[[ ENTRIES SHOWN, beginning ]]

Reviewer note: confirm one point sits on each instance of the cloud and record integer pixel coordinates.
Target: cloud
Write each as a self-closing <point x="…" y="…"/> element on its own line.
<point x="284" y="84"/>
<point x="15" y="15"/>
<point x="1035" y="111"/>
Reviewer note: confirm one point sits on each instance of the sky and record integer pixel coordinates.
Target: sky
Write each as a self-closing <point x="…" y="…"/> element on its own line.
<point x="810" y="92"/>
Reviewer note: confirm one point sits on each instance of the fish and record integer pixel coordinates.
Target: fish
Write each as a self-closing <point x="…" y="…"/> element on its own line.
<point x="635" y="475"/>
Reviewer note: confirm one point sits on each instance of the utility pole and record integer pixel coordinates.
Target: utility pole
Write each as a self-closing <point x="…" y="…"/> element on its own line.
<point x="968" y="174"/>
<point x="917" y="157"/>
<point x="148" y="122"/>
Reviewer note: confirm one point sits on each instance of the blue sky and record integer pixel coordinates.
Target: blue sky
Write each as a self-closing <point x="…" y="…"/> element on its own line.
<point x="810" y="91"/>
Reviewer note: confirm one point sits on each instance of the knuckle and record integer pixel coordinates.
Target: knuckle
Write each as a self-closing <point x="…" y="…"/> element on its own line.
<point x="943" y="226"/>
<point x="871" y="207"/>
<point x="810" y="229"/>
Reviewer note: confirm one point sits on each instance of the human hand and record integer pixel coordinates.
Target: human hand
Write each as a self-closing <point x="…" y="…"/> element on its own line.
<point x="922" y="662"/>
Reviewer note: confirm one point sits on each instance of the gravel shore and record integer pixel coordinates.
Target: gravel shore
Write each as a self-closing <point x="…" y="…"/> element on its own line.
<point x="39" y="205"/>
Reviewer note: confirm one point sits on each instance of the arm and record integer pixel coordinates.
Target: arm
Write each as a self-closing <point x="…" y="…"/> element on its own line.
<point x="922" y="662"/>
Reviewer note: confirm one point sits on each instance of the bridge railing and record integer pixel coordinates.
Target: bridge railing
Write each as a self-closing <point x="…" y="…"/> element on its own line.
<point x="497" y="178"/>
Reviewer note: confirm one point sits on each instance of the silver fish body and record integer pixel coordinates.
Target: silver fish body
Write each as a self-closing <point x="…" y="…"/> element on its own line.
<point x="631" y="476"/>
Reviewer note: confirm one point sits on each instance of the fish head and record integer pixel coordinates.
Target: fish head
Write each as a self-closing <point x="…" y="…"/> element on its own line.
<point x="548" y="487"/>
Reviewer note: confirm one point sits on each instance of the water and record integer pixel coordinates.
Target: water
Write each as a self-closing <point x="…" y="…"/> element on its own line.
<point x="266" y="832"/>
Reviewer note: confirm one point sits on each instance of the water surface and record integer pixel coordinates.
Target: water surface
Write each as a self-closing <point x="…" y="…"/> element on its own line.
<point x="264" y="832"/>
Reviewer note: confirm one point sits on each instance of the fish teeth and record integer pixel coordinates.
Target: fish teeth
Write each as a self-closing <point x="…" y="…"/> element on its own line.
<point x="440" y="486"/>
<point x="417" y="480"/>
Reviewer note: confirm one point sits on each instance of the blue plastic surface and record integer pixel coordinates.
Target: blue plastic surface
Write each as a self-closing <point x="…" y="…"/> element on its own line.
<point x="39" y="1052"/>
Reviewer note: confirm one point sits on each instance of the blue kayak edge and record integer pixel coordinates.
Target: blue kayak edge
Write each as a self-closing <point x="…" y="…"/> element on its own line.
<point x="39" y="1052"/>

[[ ENTRIES SHOWN, end ]]

-- TO DO --
Could you return all lines from the records that include the word "human"?

-- TASK ANSWER --
Reviewer note: confirm one point sits on each instance of the human hand and record integer pixel coordinates.
Target: human hand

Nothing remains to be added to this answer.